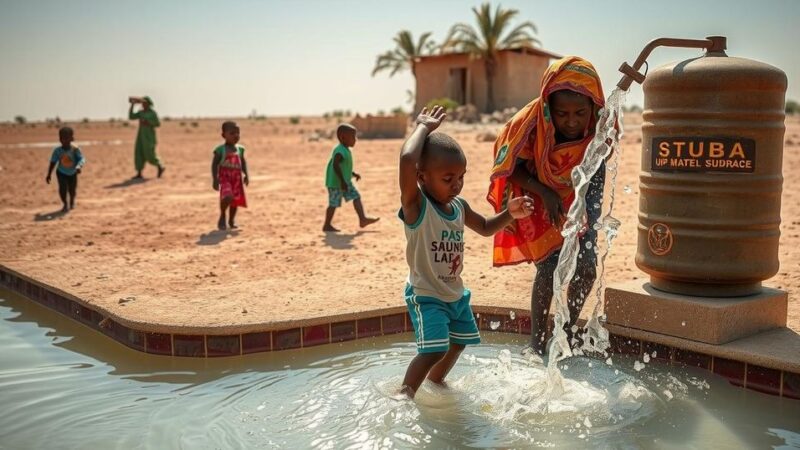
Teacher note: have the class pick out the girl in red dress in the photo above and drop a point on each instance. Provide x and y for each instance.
(227, 168)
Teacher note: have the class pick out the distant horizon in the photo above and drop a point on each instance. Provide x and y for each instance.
(281, 63)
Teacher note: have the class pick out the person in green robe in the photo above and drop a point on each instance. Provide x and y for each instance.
(145, 149)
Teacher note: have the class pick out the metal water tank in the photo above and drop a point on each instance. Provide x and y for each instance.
(710, 182)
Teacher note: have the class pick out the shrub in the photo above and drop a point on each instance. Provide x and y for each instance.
(448, 103)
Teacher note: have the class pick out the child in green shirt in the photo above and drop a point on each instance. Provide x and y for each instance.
(69, 160)
(145, 149)
(338, 179)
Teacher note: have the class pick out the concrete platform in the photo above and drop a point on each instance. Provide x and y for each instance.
(638, 305)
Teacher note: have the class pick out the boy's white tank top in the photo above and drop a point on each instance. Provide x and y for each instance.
(435, 251)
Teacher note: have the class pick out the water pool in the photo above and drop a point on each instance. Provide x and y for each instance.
(63, 385)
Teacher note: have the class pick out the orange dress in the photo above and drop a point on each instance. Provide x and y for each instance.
(530, 136)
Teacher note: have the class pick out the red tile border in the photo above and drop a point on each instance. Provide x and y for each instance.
(343, 331)
(223, 345)
(791, 385)
(316, 335)
(189, 345)
(763, 380)
(287, 339)
(731, 370)
(256, 342)
(368, 327)
(525, 325)
(394, 323)
(132, 338)
(158, 343)
(622, 345)
(692, 359)
(758, 378)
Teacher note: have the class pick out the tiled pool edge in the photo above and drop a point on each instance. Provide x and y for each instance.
(739, 373)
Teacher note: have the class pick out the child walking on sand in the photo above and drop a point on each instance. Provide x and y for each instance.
(69, 160)
(432, 167)
(226, 169)
(338, 179)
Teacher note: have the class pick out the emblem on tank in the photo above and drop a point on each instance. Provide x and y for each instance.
(659, 239)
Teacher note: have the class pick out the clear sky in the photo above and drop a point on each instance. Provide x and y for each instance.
(83, 58)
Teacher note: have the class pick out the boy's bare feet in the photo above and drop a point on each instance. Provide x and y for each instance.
(368, 221)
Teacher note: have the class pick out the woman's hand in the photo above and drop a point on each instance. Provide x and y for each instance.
(520, 207)
(431, 120)
(555, 209)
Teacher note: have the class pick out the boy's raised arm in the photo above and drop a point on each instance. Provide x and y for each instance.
(409, 158)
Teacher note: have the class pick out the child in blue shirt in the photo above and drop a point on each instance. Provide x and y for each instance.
(432, 167)
(69, 160)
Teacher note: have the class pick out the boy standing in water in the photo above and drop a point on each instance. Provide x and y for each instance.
(70, 161)
(145, 150)
(432, 167)
(226, 169)
(338, 179)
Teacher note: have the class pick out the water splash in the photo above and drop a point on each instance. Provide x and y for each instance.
(605, 141)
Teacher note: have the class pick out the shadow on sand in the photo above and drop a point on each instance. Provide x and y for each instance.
(128, 182)
(342, 241)
(44, 217)
(214, 237)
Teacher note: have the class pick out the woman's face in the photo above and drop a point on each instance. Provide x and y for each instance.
(571, 113)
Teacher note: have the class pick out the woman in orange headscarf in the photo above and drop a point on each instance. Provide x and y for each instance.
(534, 154)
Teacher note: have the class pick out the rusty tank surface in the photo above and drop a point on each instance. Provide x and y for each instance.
(711, 179)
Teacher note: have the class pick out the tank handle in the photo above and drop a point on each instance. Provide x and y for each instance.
(712, 44)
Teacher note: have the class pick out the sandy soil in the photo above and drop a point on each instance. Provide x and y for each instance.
(148, 252)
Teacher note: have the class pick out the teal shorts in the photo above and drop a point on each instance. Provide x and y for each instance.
(335, 195)
(438, 323)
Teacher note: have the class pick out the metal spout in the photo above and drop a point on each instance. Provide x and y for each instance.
(714, 45)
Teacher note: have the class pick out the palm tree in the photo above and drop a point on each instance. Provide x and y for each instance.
(489, 38)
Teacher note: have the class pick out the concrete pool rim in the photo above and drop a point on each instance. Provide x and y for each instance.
(740, 362)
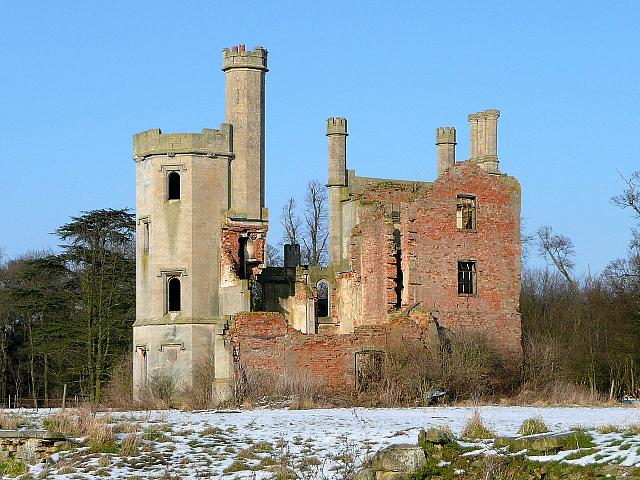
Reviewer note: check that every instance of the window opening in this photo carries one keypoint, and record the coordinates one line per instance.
(467, 278)
(243, 256)
(142, 355)
(399, 280)
(466, 212)
(174, 294)
(323, 299)
(174, 186)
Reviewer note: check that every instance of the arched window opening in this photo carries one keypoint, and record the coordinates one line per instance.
(174, 294)
(323, 298)
(174, 186)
----
_REQUIREMENTS_. Write out all of the items above verbatim, from the first to the last, and leave out the pictures.

_EXPECTED ANSWER_.
Teacher note: have the class pick out the girl in red dress in the photo above and drop a point on each instance. Provide x and y for each instance.
(227, 168)
Teacher note: have the class pick out the distant horizon in the photo above and drop a point on each instance. Provide x and y for each instance.
(281, 63)
Teacher note: have the class pick out the person in green robe in the photo above and drop a point on each instance. Provide x and y for each instance.
(145, 149)
Teacher note: have the class pick out the metal water tank in the photo above and drop a point on each instance. Provide x and y for each instance.
(710, 182)
Teacher note: have the class pick out the shrub in the photo above and drop a point on each instance. Provide x and y for each instance.
(448, 103)
Teacher note: have the class pick out the child in green shirt in the photo above and drop a point on each instance. Provide x and y for each instance.
(69, 160)
(145, 149)
(338, 179)
Teacher note: have the class pick out the concrete platform in the photo above and drop a point on each instance. Provide x and y for each instance.
(638, 305)
Teacher note: have the class pick out the boy's white tank top in the photo above and drop a point on each instance. Provide x and y for each instance.
(435, 251)
Teacher note: have the class pick out the water pool in the photo above and drop a point on each instance. Provide x and y for each instance.
(63, 385)
Teacher note: have the class pick out the orange dress in the photo above and drop a point on each instance. Provide x and y for each instance.
(530, 136)
Teacher note: have the class pick out the red tile border in the photo above and drop a point on each instance. Provide x and y for each instance.
(343, 331)
(223, 345)
(791, 385)
(316, 335)
(189, 345)
(763, 380)
(287, 339)
(731, 370)
(256, 342)
(368, 327)
(525, 325)
(394, 323)
(132, 338)
(158, 343)
(622, 345)
(692, 359)
(758, 378)
Teacher note: have the class pick out the tiled pool edge in the photo above and drop a point on each instance. Provide x and y for each instance.
(739, 373)
Teacher note: have the class pick out the child walking on sand in the photo above and drop a point on each instance. Provide x and y for each instance.
(69, 160)
(432, 167)
(226, 169)
(338, 179)
Teacher note: have the class pick out the emblem on tank in the photo above and drop a point on each instance. Provide x and y for each instance.
(659, 239)
Teacher note: have the class pick out the clear sky in the photo above and drop a point on each instance. Provide x and y for each instance.
(83, 58)
Teacher note: have the class pick out the boy's bare feet in the photo above and drop a point on each instance. Provide x and y for each instance.
(368, 221)
Teacher note: have the class pick out the woman's hand in the photo above and drop a point on each instance. Provide x and y for each instance.
(520, 207)
(431, 120)
(555, 209)
Teacher note: have the class pick out the boy's raised arm in the photo above and drop a point on each instance. Provide x and y for each instance.
(409, 158)
Teacher note: have the class pick out the child in blue shirt in the photo above and drop a point on each instance. Provide x and y for each instance.
(432, 167)
(69, 160)
Teacher note: have the class pick out the boy standing in water in the photo above and drop a point on each instance. Provide x and y for each instance.
(70, 161)
(145, 150)
(432, 167)
(226, 169)
(338, 179)
Teacher note: have the class pick out the water splash in the photo above and drop a point on each instance. Provide x and y for each instance.
(605, 141)
Teacher note: have the class pick out the shadow on sand in the photo above and drop a point on each instance. Provide x and y for each instance.
(128, 182)
(342, 241)
(44, 217)
(214, 237)
Teacher note: have the class pick out the woman's face in the photo above and drop a point on each instance. Provide x and y for each instance.
(571, 113)
Teacher note: have the class pick out the woman in orange headscarf in the photo above and drop a point on each instance. Provide x and y for each instance.
(534, 154)
Teacher note: have the class pick out the rusty tank surface in the photo above and drop a point on each instance. Provide x and y for each instance.
(711, 179)
Teacher note: have the class pick out the tank handle in the photo above and drop a point on each instance. Provide x and y for each instance.
(712, 44)
Teacher note: have the class pick out the sandy soil in the photo above and drop a point on each instance. Provide x and y for each instance.
(148, 252)
Teacher note: have the class pick out the teal shorts in the photo above and drop a point on each instance. Provide x and y for each instance.
(335, 195)
(438, 323)
Teacher note: have the class pick out the metal spout in the photo above and drop a point on each instance. Provide x and y for each instance.
(714, 45)
Teacher note: have the class pick out the palm tree in the photo above and drop a point on each instance. Provide x and y for each instance.
(489, 38)
Teacher note: have the class pick out the concrete pool rim in the photo above and drop a point on each instance. Provide x and y for each instance.
(740, 362)
Reviewer note: check that every instance of the window opening in this photo carries one keypoint, and record the coordinates one line per instance.
(467, 278)
(243, 256)
(142, 355)
(399, 280)
(466, 212)
(174, 294)
(323, 299)
(174, 186)
Reviewer note: check that every instance of the arched window opening in this photo carries one keypoint, and record the coordinates one line per instance.
(174, 294)
(323, 298)
(174, 186)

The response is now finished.